● **What you have to do**
Repeat, exactly and alone, every line from the line that contains "the yellow building." to the end of the entries.

--- START OF Records to process ---

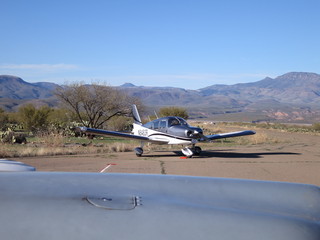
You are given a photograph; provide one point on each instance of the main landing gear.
(189, 152)
(138, 151)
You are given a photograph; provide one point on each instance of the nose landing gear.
(195, 150)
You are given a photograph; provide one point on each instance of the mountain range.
(292, 97)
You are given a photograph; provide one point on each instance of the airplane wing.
(118, 134)
(44, 205)
(227, 135)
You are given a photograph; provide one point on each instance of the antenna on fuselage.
(155, 113)
(136, 116)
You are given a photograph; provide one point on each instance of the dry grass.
(55, 144)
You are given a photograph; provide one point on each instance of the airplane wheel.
(197, 150)
(187, 152)
(138, 151)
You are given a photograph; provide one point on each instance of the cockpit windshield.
(173, 121)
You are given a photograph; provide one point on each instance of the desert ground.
(294, 157)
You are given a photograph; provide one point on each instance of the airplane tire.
(197, 150)
(138, 151)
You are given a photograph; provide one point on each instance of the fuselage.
(170, 130)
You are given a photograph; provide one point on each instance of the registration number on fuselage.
(143, 132)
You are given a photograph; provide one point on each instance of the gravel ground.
(296, 158)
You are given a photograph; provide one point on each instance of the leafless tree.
(95, 104)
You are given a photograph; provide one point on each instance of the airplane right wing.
(230, 134)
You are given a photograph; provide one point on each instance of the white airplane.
(167, 130)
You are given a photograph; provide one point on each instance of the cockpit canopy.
(166, 122)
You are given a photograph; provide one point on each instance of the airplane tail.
(136, 116)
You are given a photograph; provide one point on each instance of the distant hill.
(14, 91)
(292, 97)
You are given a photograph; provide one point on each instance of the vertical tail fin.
(136, 115)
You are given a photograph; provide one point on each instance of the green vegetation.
(50, 131)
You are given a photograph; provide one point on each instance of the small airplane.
(166, 130)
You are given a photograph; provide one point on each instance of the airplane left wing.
(120, 134)
(227, 135)
(112, 133)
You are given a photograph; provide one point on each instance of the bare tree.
(95, 104)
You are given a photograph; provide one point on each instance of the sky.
(179, 43)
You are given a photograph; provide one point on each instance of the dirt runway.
(296, 158)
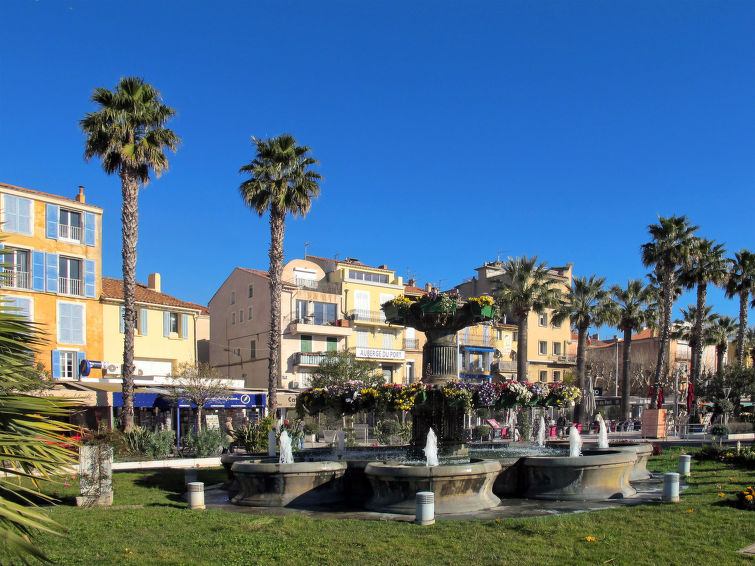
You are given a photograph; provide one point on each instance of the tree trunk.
(277, 229)
(626, 386)
(521, 351)
(130, 233)
(743, 300)
(668, 303)
(579, 410)
(697, 332)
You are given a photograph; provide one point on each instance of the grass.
(703, 529)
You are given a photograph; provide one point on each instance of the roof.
(48, 195)
(113, 289)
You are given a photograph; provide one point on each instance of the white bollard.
(671, 487)
(190, 475)
(196, 495)
(272, 443)
(684, 464)
(425, 514)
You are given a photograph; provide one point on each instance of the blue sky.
(448, 133)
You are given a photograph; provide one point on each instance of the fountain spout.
(287, 456)
(431, 449)
(575, 442)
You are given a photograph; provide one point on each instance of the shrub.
(206, 442)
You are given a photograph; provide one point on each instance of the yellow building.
(547, 346)
(54, 249)
(165, 334)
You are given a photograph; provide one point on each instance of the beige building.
(547, 346)
(166, 329)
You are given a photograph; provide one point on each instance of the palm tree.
(526, 286)
(128, 134)
(667, 252)
(280, 182)
(707, 265)
(631, 310)
(741, 283)
(584, 305)
(718, 335)
(34, 445)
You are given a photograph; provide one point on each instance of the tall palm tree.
(741, 283)
(632, 309)
(127, 133)
(707, 264)
(667, 252)
(526, 286)
(718, 335)
(584, 305)
(280, 182)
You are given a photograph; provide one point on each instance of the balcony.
(308, 359)
(68, 286)
(66, 232)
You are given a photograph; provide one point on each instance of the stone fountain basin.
(594, 476)
(458, 488)
(301, 484)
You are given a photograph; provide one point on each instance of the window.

--- END OF Records to process ---

● **Answer in full**
You are given a photograph; provide one point on each instance of the yellow building.
(547, 346)
(54, 249)
(165, 334)
You are given a photograph; provide one point on each instance of the beige building.
(547, 346)
(166, 329)
You are given a photograph; provide one point on each instance of the palm tree.
(526, 286)
(128, 134)
(667, 252)
(280, 182)
(707, 265)
(631, 310)
(741, 283)
(584, 305)
(718, 335)
(34, 445)
You are given a photograph; provide one point on each instance of the tall palm tree.
(741, 283)
(632, 309)
(127, 133)
(707, 264)
(667, 252)
(526, 286)
(718, 335)
(584, 305)
(280, 182)
You are given a photograph; provide one point on each instance of the balcony.
(308, 359)
(68, 286)
(66, 232)
You are given a photograph; provide one point on each instance of the stone fountain basin.
(594, 476)
(458, 488)
(301, 484)
You are given a photograph; provide one point on each instance of the window.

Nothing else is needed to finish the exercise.